#### Text excerpt:
● ● ● ● ● ● ●
The Grebo Mask alone is a beautiful artifact, but what’s more interesting is that the Digital Library Center is working on a standard method for putting these images together in a looping clip, where users can click to stop the clip or to zoom in on the object. A number of museum websites offer spinning objects or objects that can be zoomed in on, but I haven’t found any examples as good as our full 360-rotation and depth of zooming. As museums and libraries move to digitize more materials, the best methods not only make materials accessible in the same ways as they would have been in non-digital format, but in ways that improve their usability through digitization.

Masks and other object-artifacts are often presented in museums encased in glass, so that only parts of the objects are viewable and the detail of the view is hindered by lighting, glass or ropes defining the space, and eyesight. Digitizing objects in ways that respect the materiality of objects allows users to see and study the objects in new ways while working within the traditional constraints of not handling, and thus not damaging the objects.
● ● ● ● ● ● ●
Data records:
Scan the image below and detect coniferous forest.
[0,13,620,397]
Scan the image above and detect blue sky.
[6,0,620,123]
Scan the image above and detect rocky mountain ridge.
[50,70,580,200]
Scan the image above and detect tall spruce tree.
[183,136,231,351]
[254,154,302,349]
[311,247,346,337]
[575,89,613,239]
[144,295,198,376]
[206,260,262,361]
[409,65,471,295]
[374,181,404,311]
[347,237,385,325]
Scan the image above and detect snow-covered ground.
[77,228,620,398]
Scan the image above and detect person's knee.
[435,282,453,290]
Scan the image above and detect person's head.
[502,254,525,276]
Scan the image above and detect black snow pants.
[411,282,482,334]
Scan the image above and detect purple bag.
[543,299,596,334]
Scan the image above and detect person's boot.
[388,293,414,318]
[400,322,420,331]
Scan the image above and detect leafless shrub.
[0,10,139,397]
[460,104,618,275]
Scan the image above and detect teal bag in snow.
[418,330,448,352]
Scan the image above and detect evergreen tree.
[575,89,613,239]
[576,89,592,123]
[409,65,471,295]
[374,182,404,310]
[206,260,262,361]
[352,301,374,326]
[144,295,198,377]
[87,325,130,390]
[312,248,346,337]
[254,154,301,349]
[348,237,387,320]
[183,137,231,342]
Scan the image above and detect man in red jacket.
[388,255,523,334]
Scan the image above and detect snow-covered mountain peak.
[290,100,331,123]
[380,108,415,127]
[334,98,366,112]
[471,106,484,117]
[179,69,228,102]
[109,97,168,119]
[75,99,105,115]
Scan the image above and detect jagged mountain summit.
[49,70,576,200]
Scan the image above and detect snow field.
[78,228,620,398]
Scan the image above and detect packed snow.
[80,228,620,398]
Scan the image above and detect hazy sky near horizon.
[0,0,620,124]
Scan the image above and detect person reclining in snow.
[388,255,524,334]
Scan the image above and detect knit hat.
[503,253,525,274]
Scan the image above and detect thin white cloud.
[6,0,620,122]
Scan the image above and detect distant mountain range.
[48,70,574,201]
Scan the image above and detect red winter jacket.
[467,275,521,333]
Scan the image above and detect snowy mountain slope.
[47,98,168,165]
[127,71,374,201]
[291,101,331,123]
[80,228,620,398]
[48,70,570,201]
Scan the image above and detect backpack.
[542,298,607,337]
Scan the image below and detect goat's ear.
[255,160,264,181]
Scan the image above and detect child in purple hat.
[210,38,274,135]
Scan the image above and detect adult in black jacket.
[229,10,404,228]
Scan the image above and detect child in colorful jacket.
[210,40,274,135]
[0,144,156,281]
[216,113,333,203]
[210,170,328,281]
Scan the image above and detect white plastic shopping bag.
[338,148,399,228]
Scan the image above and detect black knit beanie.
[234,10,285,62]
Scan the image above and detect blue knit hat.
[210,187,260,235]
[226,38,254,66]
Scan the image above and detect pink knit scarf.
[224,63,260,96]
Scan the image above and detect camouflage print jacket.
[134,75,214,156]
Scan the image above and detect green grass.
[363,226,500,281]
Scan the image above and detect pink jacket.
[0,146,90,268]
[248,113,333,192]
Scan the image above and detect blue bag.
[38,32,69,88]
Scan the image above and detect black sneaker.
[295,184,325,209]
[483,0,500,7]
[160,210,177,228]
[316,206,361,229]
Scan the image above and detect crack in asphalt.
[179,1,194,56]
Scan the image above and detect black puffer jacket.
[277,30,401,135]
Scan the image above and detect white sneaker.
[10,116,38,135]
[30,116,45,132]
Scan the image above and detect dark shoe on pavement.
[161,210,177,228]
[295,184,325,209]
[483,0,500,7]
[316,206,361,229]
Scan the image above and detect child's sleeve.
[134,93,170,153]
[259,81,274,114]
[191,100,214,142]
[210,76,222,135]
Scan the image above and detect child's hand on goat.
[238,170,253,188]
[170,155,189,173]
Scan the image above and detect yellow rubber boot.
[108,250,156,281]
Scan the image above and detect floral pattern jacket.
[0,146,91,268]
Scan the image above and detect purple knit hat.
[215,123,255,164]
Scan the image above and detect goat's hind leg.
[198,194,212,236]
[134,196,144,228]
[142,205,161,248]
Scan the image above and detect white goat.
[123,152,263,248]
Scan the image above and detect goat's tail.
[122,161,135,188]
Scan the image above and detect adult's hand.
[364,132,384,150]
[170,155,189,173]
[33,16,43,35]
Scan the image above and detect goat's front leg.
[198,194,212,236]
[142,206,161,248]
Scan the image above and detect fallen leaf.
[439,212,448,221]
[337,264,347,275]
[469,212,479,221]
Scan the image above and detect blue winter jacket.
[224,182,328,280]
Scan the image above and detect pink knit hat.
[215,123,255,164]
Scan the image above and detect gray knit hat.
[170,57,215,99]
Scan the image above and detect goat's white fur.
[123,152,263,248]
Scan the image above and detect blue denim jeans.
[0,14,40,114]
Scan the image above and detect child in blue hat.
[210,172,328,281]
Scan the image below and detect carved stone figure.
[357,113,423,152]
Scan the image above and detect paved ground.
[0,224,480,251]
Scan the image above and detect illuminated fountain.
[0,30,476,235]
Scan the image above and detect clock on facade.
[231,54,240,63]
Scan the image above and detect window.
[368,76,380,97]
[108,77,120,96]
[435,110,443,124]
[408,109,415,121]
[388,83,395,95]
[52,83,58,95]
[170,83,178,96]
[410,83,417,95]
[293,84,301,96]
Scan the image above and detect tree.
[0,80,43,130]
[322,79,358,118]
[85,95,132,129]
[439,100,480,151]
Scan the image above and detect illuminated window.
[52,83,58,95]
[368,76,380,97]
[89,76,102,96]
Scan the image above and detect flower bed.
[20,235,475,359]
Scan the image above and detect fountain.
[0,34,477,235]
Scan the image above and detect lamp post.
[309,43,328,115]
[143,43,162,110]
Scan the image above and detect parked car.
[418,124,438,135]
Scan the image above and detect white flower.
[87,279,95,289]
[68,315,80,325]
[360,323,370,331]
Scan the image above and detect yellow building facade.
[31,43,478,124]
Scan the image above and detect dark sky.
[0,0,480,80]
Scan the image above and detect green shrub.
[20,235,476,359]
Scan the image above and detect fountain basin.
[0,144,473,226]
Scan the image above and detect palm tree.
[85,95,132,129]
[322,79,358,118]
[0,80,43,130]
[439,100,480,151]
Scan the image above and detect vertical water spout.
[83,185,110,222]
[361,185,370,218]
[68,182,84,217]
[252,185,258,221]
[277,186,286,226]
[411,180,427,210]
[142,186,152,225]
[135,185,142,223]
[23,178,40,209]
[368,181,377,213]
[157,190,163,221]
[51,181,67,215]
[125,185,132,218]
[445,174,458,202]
● ● ● ● ● ● ●
#### Directive 1:
Please print the passage on digitizing artifacts word for word, beginning at "Masks and other" and stopping after "damaging the objects.".
#### Directive 2:
Resume the passage on digitizing artifacts, writing what comes after its final sentence.

#### Exercise output 1:
Masks and other object-artifacts are often presented in museums encased in glass, so that only parts of the objects are viewable and the detail of the view is hindered by lighting, glass or ropes defining the space, and eyesight. Digitizing objects in ways that respect the materiality of objects allows users to see and study the objects in new ways while working within the traditional constraints of not handling, and thus not damaging the objects.

#### Exercise output 2:
Digitization approaches that respect the materiality of object dovetails into digital preservation initiatives and into more recent studies on the importance of objects-as-objects, like Sherry Turkle’s edited collection Evocative Objects: Things We Think With, which studies the importance of objects for inspiration and thought patterns (it’s much like Donald Norman’s work on how designs affect the way users think about and use objects in Things that Make Us Smart and The Design of Everyday Things). I’m excited to see where this project takes us and to see the many problems and solutions we find in presenting digital versions of objects.